[Records from a data collection]

=-=-=

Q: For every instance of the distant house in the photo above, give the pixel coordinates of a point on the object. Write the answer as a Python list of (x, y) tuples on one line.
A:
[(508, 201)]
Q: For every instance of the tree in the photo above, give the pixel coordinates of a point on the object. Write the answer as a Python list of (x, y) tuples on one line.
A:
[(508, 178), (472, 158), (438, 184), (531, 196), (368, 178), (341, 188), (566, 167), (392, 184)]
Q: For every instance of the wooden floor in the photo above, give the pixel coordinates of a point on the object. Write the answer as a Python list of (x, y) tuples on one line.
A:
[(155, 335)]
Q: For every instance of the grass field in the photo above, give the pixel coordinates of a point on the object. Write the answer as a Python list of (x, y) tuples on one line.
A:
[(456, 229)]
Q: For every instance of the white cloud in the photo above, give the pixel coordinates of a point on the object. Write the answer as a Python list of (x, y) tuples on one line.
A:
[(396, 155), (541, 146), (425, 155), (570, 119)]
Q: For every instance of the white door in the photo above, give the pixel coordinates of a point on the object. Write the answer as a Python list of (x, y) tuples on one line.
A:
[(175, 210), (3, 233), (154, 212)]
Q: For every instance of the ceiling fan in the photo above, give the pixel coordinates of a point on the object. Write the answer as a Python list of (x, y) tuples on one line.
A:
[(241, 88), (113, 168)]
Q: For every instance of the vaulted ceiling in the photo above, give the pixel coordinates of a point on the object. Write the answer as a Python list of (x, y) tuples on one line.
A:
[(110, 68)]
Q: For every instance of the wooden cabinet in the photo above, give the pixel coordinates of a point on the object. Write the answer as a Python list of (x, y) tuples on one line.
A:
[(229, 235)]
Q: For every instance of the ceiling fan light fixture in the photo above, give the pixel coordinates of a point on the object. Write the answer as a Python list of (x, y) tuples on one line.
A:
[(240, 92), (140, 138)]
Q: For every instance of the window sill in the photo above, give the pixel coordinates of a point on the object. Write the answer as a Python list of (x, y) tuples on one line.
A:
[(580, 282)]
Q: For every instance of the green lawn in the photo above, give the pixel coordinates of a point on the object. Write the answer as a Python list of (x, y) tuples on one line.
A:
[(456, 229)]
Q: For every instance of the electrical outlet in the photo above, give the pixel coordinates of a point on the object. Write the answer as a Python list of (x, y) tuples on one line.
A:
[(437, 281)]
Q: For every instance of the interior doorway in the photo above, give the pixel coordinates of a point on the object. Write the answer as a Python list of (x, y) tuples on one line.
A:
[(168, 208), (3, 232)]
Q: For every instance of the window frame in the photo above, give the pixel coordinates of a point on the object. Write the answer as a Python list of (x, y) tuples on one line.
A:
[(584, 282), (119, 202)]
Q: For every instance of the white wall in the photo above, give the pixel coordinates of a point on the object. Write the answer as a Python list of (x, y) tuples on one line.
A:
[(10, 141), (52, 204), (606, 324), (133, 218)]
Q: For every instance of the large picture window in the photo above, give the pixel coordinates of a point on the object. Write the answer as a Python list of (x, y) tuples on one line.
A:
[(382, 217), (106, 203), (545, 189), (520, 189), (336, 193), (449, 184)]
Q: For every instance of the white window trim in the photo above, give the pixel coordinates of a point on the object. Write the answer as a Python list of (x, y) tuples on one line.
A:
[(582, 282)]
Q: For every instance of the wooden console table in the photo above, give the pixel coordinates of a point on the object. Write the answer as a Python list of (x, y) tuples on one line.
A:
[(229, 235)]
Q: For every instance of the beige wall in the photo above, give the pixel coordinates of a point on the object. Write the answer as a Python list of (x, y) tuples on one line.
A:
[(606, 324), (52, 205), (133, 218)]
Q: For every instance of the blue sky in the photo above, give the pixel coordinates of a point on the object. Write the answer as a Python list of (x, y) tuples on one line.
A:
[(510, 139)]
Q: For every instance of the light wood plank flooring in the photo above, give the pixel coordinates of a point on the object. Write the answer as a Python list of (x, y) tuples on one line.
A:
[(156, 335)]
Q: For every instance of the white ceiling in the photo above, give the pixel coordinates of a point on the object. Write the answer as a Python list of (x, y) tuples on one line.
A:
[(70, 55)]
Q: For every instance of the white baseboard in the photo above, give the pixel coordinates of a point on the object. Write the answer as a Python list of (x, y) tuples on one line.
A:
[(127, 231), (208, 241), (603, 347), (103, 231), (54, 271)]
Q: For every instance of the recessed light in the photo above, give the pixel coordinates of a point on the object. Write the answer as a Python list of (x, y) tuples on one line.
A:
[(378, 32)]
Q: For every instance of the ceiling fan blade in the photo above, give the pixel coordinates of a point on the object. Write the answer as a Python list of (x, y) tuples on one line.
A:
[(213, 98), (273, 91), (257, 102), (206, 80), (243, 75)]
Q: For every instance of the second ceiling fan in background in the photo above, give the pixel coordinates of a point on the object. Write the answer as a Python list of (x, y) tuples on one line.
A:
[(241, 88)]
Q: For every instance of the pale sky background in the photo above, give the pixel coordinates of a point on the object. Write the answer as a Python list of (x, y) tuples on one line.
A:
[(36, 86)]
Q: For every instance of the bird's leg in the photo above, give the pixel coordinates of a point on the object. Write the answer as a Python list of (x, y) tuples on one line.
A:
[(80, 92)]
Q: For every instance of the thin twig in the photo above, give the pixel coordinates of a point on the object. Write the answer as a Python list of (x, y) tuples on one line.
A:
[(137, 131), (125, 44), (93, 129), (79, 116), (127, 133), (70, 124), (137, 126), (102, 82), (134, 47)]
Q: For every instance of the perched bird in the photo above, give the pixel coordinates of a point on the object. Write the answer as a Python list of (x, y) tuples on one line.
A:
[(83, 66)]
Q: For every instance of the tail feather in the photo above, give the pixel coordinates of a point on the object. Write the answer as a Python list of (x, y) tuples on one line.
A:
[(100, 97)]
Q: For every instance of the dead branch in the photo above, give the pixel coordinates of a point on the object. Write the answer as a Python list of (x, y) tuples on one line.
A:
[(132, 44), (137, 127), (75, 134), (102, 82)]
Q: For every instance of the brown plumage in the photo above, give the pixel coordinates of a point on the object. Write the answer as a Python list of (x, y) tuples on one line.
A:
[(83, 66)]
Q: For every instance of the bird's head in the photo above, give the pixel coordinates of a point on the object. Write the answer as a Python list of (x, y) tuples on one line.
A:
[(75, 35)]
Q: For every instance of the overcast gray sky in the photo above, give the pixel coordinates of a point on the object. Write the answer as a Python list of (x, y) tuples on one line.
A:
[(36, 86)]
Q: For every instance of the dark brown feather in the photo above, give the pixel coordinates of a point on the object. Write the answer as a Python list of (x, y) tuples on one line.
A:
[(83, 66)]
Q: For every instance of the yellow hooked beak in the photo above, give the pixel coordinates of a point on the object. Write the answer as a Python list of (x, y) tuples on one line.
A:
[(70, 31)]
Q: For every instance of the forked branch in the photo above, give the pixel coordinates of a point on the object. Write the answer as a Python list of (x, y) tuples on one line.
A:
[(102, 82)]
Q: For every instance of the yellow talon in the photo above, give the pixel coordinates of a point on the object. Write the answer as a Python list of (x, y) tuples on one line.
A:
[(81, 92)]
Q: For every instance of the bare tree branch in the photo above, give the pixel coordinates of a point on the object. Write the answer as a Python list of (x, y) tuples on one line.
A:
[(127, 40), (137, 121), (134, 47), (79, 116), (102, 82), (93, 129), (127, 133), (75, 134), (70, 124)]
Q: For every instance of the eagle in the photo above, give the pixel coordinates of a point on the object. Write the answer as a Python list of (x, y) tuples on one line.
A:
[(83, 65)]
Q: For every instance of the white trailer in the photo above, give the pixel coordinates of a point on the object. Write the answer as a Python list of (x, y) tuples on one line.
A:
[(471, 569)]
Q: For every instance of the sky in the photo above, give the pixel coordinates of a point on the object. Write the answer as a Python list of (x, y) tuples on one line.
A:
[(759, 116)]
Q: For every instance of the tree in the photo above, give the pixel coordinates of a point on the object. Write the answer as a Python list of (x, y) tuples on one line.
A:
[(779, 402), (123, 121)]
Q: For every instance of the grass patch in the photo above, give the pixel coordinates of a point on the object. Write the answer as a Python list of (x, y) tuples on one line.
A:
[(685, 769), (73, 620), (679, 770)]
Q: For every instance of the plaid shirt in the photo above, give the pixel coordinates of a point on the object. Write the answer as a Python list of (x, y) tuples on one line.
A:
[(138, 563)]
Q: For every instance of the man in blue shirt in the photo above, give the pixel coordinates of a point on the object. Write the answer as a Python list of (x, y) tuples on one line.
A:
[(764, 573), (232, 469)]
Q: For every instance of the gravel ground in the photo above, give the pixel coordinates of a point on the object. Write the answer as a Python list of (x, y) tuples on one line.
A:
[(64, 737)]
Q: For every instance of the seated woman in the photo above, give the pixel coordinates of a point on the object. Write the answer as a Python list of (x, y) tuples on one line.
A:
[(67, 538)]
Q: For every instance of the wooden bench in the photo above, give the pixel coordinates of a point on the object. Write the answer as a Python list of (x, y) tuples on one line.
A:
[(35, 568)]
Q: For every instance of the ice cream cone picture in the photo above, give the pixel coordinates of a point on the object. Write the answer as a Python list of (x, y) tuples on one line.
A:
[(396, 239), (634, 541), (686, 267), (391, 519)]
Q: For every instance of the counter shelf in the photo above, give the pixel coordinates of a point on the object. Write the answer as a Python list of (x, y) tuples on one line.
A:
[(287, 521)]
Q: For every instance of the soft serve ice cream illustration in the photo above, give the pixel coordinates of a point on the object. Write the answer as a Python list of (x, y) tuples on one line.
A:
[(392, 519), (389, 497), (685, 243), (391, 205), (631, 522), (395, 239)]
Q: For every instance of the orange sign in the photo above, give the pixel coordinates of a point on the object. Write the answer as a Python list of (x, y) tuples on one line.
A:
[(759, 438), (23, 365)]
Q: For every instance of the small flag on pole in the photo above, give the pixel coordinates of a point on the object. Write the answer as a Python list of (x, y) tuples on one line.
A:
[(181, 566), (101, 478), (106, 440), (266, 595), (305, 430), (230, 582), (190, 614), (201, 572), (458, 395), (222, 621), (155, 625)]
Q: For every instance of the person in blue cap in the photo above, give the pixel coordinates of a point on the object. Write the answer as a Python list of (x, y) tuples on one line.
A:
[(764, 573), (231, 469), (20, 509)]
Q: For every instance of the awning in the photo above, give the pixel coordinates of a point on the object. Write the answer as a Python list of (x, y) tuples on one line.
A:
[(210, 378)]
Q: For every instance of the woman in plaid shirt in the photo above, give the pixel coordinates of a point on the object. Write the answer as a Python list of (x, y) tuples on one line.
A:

=-=-=

= GIVEN INSTRUCTION =
Convert the part of the entries above that opens with the line containing "Q: For every instance of the white door" and closes with the line containing "[(175, 210), (3, 233), (154, 212)]" into a JSON list of strings, one string per line, leaving out any blank lines.

= EXERCISE OUTPUT =
[
  "Q: For every instance of the white door in the photo above, give the pixel coordinates of a point on the object. Write the answer as a Python list of (x, y) tuples on one line.",
  "A:",
  "[(175, 210), (3, 233), (154, 212)]"
]